→ **The input**

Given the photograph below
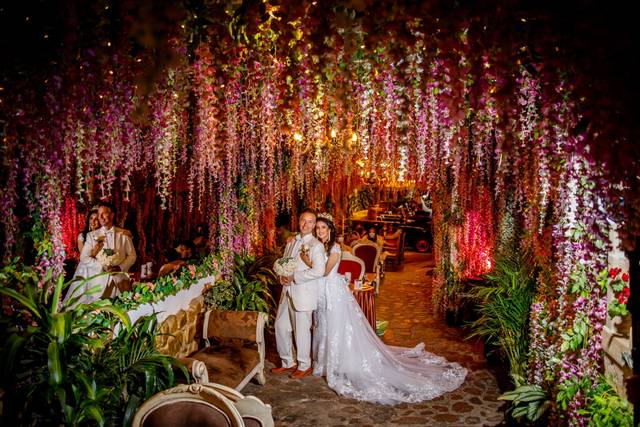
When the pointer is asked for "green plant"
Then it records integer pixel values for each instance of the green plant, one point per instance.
(246, 287)
(528, 401)
(53, 353)
(251, 279)
(604, 407)
(220, 295)
(504, 303)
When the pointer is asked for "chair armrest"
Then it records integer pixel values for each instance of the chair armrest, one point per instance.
(197, 369)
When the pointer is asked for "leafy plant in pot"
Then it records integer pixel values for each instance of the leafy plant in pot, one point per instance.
(62, 363)
(504, 303)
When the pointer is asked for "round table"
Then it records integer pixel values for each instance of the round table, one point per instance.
(367, 300)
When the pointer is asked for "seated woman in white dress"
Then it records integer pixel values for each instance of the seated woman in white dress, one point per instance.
(354, 360)
(118, 242)
(90, 224)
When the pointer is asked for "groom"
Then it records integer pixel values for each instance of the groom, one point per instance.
(298, 300)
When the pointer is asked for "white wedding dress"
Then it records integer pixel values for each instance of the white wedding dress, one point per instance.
(358, 364)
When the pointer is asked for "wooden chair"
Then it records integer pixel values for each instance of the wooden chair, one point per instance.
(352, 264)
(255, 413)
(369, 252)
(235, 347)
(188, 405)
(206, 404)
(395, 249)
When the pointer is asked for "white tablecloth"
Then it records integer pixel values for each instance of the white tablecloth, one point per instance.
(172, 304)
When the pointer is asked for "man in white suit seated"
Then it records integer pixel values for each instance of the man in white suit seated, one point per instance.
(107, 249)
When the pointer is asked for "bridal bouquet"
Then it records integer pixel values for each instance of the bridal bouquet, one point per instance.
(108, 257)
(285, 266)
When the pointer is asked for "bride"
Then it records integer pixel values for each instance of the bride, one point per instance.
(354, 360)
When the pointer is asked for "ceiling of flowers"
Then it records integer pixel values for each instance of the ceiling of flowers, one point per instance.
(229, 112)
(512, 118)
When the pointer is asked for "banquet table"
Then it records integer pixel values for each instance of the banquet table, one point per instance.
(173, 303)
(367, 301)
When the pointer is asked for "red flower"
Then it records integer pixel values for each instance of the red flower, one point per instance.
(613, 272)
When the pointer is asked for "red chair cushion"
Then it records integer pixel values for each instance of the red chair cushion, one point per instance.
(353, 267)
(368, 255)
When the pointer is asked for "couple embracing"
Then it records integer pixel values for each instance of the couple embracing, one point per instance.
(346, 350)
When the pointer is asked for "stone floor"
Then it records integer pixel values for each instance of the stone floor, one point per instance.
(404, 300)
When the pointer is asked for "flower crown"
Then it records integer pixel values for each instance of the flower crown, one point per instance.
(326, 215)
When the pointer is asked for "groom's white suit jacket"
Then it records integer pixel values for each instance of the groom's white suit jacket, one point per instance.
(306, 280)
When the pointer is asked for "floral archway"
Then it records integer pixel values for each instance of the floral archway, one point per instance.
(230, 113)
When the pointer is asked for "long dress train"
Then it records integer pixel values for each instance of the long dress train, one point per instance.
(358, 364)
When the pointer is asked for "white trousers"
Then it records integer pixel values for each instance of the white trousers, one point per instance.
(298, 323)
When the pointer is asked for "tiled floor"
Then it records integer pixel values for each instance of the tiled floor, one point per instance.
(404, 300)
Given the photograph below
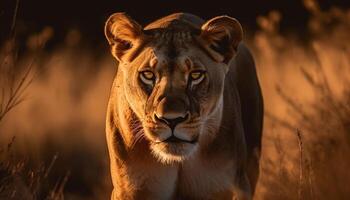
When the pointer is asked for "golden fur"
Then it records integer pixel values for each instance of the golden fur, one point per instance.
(169, 134)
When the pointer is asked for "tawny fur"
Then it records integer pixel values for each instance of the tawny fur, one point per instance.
(224, 163)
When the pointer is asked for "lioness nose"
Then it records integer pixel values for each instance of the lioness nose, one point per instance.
(171, 122)
(171, 112)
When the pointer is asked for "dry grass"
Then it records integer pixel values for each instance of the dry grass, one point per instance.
(59, 129)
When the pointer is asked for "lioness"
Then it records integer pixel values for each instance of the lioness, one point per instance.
(185, 112)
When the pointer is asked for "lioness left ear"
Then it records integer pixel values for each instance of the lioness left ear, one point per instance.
(221, 36)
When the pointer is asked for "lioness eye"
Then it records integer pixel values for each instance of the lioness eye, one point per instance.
(147, 77)
(197, 76)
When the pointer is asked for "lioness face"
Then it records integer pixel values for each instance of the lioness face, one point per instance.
(173, 78)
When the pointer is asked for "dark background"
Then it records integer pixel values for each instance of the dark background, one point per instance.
(89, 16)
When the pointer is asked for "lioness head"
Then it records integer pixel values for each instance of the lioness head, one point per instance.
(173, 75)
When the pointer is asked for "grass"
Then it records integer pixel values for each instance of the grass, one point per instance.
(54, 144)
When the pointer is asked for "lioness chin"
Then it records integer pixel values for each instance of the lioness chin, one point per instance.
(185, 113)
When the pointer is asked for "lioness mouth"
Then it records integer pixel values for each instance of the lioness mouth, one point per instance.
(174, 139)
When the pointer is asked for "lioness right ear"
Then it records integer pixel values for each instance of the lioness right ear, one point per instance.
(122, 33)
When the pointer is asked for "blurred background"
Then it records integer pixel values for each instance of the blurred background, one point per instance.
(56, 72)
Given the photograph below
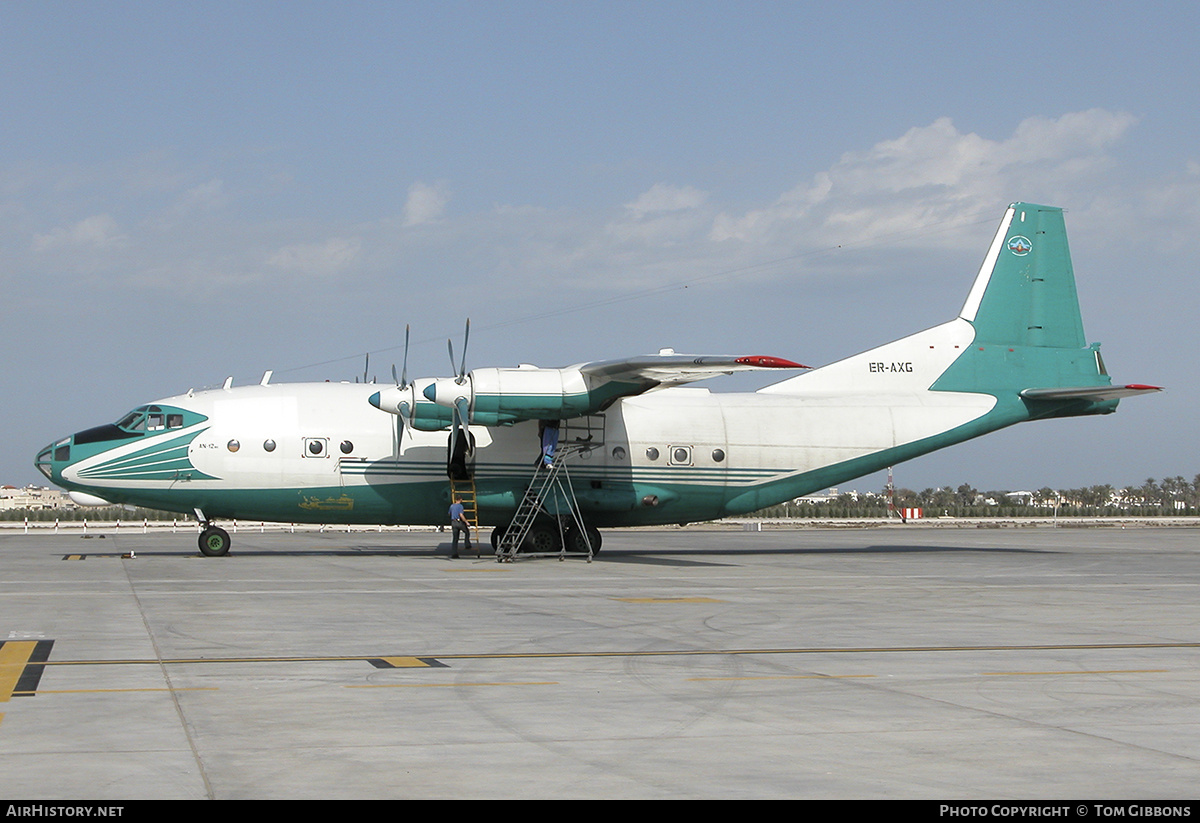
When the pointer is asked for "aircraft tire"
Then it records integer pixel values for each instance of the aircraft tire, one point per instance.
(575, 544)
(214, 541)
(543, 539)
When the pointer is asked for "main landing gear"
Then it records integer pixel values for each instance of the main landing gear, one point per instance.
(214, 540)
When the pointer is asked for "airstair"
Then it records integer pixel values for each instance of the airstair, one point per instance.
(549, 505)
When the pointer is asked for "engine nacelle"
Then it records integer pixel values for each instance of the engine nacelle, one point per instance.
(412, 407)
(504, 396)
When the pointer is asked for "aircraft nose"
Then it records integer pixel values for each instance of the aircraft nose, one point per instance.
(52, 458)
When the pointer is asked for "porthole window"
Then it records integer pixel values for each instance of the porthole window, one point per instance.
(679, 456)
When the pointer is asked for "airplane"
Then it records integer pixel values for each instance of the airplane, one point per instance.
(648, 450)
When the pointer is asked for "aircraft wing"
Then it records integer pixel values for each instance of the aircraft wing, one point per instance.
(678, 368)
(504, 396)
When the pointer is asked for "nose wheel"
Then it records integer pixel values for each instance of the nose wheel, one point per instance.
(214, 541)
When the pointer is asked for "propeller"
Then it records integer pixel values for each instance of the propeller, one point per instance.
(405, 407)
(461, 407)
(461, 373)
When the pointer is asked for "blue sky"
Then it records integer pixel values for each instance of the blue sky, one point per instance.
(191, 191)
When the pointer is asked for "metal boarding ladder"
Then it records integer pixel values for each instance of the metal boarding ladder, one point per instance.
(546, 484)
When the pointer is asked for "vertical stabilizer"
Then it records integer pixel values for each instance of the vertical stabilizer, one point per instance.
(1025, 293)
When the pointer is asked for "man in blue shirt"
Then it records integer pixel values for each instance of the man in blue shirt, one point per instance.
(459, 522)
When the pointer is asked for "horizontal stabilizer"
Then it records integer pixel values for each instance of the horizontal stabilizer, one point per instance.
(1090, 392)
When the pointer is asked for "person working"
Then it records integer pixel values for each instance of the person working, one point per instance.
(459, 522)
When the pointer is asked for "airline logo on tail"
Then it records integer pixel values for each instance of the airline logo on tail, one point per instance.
(1020, 246)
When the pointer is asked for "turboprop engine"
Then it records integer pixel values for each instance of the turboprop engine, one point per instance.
(504, 396)
(411, 406)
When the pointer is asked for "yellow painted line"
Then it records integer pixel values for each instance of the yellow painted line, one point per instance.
(405, 662)
(789, 677)
(669, 600)
(1101, 671)
(630, 653)
(450, 685)
(105, 691)
(13, 658)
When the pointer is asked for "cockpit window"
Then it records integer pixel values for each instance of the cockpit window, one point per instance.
(135, 421)
(156, 419)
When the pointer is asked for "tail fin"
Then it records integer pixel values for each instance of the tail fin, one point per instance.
(1019, 336)
(1025, 293)
(1029, 335)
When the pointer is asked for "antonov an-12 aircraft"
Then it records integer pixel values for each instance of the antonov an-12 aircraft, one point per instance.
(646, 451)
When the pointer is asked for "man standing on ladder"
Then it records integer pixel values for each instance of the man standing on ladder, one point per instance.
(459, 522)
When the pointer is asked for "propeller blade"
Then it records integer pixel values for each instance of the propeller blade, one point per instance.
(403, 373)
(466, 338)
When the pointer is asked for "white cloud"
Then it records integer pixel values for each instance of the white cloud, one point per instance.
(664, 197)
(425, 203)
(95, 232)
(933, 174)
(325, 258)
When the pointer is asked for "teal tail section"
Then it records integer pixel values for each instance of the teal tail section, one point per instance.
(1029, 348)
(1030, 296)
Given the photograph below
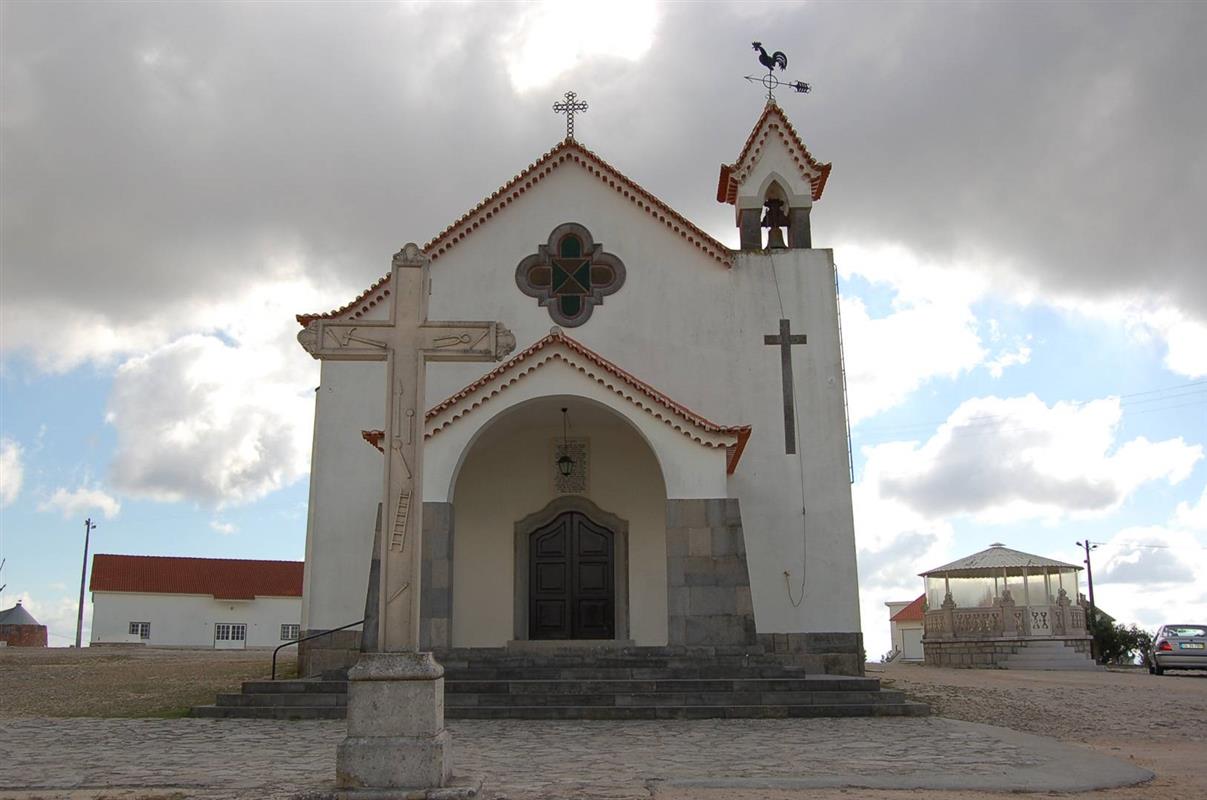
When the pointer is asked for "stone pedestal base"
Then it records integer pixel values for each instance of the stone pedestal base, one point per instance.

→ **What to produce**
State how many of the lines above contain the string "section". Reply with the number alone.

→ **Response to this task**
2